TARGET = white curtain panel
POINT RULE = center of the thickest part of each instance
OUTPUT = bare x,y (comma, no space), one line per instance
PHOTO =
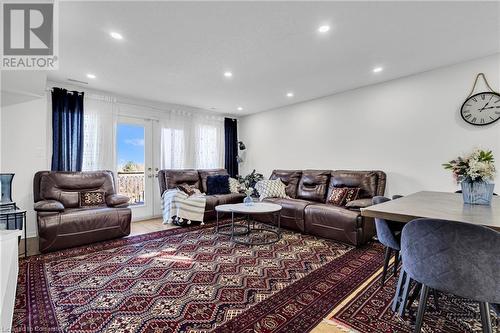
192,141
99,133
################
Rewrite the items with "thickest" replaced by "widest" and everything else left the same. Leave out the pictures.

TARGET = white curtain panel
POINT RULE = center of the widest part of each instance
OUTPUT = bare x,y (comma, no space), one line per instance
PHOTO =
192,141
99,133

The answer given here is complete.